▸ Provided data:

· · ·

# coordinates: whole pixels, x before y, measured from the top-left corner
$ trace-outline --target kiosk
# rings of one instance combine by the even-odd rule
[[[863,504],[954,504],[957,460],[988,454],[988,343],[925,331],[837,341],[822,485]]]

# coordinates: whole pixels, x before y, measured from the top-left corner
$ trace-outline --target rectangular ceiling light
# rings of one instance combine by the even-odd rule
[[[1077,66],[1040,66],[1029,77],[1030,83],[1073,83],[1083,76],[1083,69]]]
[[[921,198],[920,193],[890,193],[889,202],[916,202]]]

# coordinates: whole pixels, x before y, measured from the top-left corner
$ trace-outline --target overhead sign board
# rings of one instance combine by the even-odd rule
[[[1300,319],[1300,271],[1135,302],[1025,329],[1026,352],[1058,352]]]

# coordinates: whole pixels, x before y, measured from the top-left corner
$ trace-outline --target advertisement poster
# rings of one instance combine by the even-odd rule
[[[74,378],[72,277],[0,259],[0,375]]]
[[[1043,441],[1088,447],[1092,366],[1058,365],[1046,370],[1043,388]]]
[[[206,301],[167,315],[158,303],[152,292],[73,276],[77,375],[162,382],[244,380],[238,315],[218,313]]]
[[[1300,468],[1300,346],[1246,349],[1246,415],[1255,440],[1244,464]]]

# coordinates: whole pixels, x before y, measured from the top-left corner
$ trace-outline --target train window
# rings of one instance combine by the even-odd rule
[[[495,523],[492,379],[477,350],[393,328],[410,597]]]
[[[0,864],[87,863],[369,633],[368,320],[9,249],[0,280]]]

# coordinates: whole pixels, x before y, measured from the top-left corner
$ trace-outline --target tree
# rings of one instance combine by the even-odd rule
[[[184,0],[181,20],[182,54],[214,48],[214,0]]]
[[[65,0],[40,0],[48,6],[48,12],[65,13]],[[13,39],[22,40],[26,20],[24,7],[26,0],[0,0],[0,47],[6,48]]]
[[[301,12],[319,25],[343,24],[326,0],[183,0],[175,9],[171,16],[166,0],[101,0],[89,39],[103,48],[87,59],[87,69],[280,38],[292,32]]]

· · ·

▸ What the task requires: Write out the full listing without altering anything.

▸ Your response:
# coordinates: whole pixels, x before y, measured from the top-left corner
$ trace-outline --target kiosk
# rings of one instance combine by the even-odd rule
[[[863,504],[954,504],[957,460],[988,454],[988,343],[925,331],[837,341],[822,485]]]

# coordinates: whole pixels, x before y, measured from the top-left corner
$ trace-outline --target rectangular ceiling light
# rings of one instance combine by the even-odd rule
[[[1077,66],[1040,66],[1029,77],[1030,83],[1073,83],[1083,76],[1083,69]]]
[[[921,198],[920,193],[890,193],[889,202],[916,202]]]

# coordinates: whole pixels, x before y, measured from the top-left corner
$ trace-outline --target overhead sign board
# rings of one instance combine by the even-odd rule
[[[1300,319],[1300,271],[1135,302],[1025,329],[1026,352],[1058,352]]]

# coordinates: whole pixels, x before y, measured from the top-left corner
$ trace-outline --target advertisement poster
# rings of one instance combine by the even-odd rule
[[[74,378],[72,277],[0,259],[0,375]]]
[[[1043,441],[1088,447],[1092,366],[1058,365],[1046,370],[1043,388]]]
[[[206,301],[167,315],[158,303],[152,292],[73,276],[77,375],[162,382],[244,380],[238,315],[218,313]]]
[[[1300,468],[1300,346],[1246,349],[1246,415],[1255,440],[1244,464]]]

# coordinates: whole pixels, x before y, measured from the top-left corner
$ trace-outline --target train window
# rings of one instance combine by the even-odd rule
[[[495,523],[492,379],[477,350],[393,328],[410,597]]]
[[[0,864],[87,863],[369,633],[368,320],[9,249],[0,280]]]

# coordinates: whole pixels, x before y, measured from the top-left corner
$ trace-outline --target tree
# rings of one instance combine by the even-odd rule
[[[184,0],[181,20],[182,54],[214,48],[214,0]]]
[[[65,0],[40,0],[48,6],[48,12],[65,13]],[[13,39],[22,40],[26,20],[24,7],[26,0],[0,0],[0,47],[6,48]]]
[[[301,12],[319,25],[343,24],[326,0],[183,0],[175,9],[171,16],[166,0],[101,0],[89,39],[103,48],[87,59],[87,69],[280,38],[292,32]]]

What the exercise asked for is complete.